AUSGANGSTEXT
•••
Spätestens im August 2014 konnte Anika W. nicht mehr gehen. Sie versuchte trotzdem, sich aus dem Keller in die Scheune auf dem Hof zu schleppen. Das Paar schickte sie zurück, bei einem Sturz verletzte sie sich so schwer am Kopf, dass sie sich nicht noch einmal erholte. "Ich glaube, die nibbelt uns ab", soll Wilfried W. gesagt haben. Ihre Leiche sollen die beiden verbrannt haben.

Keine zwei Jahre später lockten die beiden die nächste Frau in ihr Haus. Wieder war eine Anzeige geschaltet worden, Susanne F. aus Niedersachsen meldete sich. Schon einen Monat später zog die 41-Jährige ein. Wilfried W. schlief neben ihr auf der Couch, seine Ex-Frau wieder auf der Matratze daneben. Die beiden brachten ihr neues Opfer im März 2016 zunächst zurück nach Hause, holten Susanne F. aber nach sechs Tagen wieder ab. Und sie ging mit.
•••
ANGABEN ZUM MATERIAL
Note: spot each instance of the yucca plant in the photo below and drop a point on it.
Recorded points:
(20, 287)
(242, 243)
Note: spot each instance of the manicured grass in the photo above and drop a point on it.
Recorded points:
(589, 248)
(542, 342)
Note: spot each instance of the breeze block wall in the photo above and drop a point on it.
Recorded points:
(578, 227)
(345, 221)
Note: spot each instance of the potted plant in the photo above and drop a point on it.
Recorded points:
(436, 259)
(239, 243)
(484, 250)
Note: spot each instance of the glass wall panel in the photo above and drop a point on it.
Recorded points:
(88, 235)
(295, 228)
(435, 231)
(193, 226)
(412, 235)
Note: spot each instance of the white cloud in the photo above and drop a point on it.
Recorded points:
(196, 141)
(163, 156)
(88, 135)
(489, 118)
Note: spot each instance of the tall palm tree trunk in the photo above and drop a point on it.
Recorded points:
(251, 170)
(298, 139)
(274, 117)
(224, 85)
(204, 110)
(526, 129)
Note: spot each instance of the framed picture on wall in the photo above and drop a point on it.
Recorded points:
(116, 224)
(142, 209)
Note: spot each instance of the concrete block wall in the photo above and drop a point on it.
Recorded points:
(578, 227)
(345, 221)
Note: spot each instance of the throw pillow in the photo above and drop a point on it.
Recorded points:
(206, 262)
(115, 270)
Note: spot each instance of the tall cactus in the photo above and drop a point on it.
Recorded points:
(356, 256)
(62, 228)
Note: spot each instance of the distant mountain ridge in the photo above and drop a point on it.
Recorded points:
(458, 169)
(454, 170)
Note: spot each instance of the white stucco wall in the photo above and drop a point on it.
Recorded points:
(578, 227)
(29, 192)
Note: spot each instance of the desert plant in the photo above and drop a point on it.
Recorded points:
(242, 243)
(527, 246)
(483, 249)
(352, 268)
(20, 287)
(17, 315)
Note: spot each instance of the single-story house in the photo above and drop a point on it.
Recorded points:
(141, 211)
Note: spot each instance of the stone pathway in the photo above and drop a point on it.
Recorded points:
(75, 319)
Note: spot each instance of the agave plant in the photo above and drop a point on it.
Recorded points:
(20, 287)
•••
ARBEITSAUFTRAG
Schreiben Sie den Text über das Schicksal von Anika W. und Susanne F. im Anschluss an seinen letzten Satz weiter.

ERGEBNIS
Laut Anklage hatte Wilfried W. es wieder innerhalb kürzester Zeit geschafft, die Frau derart zu manipulieren, dass sie offenbar nicht anders konnte, als ihm zu folgen. Auch Susanne F. soll von beiden gequält, misshandelt und gedemütigt worden sein. Die letzten Monate ihres Lebens ähneln auf grausame Weise Anika W.s Leidensgeschichte. Am 21. April dieses Jahres entschieden Angelika und Wilfried W. aber, die todkranke Frau zurück nach Niedersachsen zu bringen. Da konnte sich Susanne F. schon nicht mehr auf den Beinen halten. Als der Opel Corsa eine Panne hatte, rief Angelika W. einen Krankenwagen. Die Ärzte verständigten die Polizei und die Ermittlungen begannen. Susanne F. starb am 21. April in der Klinik.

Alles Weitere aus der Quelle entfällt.